▸ 抜粋文
|---|
全国学調の経年調査 「学力低下」判断は慎重に

今年から3段階で結果発表することになった全国学力・学習状況調査(全国学調)について7月31日、第2段が発表された。学習指導要領の改訂が検討されている折、経年変化分析調査のスコア低下を「学力低下の深刻な結果」と即断してはいけない。

今回、経年調査で公表されたのは2016・21・24年度の結果概要。グラフだけ見せられれば6年間ほぼ横ばいだった国語と算数・数学が小中学校とも落ち込み、とりわけ21年度と比べた中学校英語の落ち込みが激しい印象を受ける。

文部科学省の塩見みづ枝総合教育政策局長は1日に開催された「全国的な学力調査に関する専門家会議」の冒頭あいさつで、当日朝刊の報道を引用して▽家庭での勉強時間が減少していること▽テレビゲームやスマートフォンの使用時間が大きく増加していること――を要因に挙げながら「重く受け止め、真摯(しんし)に向き合って改善していく必要がある」との考えを示した。

もっとも発表資料自体が「全国の本調査のスコア分布の状況に関する変化の有無は中長期的に継続して分析する必要があり、次回(令和9年度予定)以降の結果もあわせて引き続き分析していくこととする」と注記していることを、見逃してはならない。ちなみに24年度の分析対象はペーパーテストによる調査(PBT)分だけであり、27年度はコンピューター使用型テスト(CBT)に全面移行を予定していることにも注意を要する。

21年度前後には新型コロナウイルス禍で休校措置とオンライン授業が続く一方、現行指導要領が小学校で20年度、中学校で21年度から全面実施に入っている。前回の改訂趣旨が徹底されているかも含めて、検討が不可欠だ。

ところで文科省資料でも専門家会議でも、「スコアの低下」という慎重な言い回しをしている。それが記事にも反映しているのだが、おそらく世間は「学力低下」としか受け止めないだろう。
|---|
▸ 課題要件
A. 抜粋文によれば、今回の経年調査で公表されたのは何年度の結果概要か。
B. 抜粋文にある「前回の改訂趣旨が徹底されているかも含めて、検討が不可欠だ。」という一文を英語に訳してください。
|---|
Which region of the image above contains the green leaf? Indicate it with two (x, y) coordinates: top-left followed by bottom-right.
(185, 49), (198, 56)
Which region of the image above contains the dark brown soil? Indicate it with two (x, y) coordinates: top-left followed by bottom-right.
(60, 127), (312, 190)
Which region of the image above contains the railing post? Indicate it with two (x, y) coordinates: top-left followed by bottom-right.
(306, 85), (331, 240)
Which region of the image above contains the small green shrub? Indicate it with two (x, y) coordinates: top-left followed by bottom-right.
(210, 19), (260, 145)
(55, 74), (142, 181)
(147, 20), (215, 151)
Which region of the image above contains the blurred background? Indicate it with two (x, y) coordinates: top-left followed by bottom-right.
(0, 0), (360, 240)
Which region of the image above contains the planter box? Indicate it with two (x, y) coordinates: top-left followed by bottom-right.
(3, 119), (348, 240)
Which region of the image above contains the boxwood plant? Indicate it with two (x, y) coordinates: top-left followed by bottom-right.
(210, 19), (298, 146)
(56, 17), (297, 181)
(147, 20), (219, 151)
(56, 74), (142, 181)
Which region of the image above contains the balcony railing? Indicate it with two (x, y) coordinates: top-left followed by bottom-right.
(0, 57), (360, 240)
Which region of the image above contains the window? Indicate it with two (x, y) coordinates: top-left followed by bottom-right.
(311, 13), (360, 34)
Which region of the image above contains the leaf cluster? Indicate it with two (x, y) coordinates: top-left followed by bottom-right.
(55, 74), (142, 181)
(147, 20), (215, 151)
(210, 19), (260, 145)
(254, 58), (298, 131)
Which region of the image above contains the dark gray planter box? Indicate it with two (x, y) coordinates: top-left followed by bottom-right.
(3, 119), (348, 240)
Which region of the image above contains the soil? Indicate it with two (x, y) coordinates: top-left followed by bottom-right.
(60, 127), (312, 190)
|---|
▸ 解答
A. 2016・21・24年度の結果概要。

B. A review is essential, including whether the aims of the previous revision have been thoroughly carried out.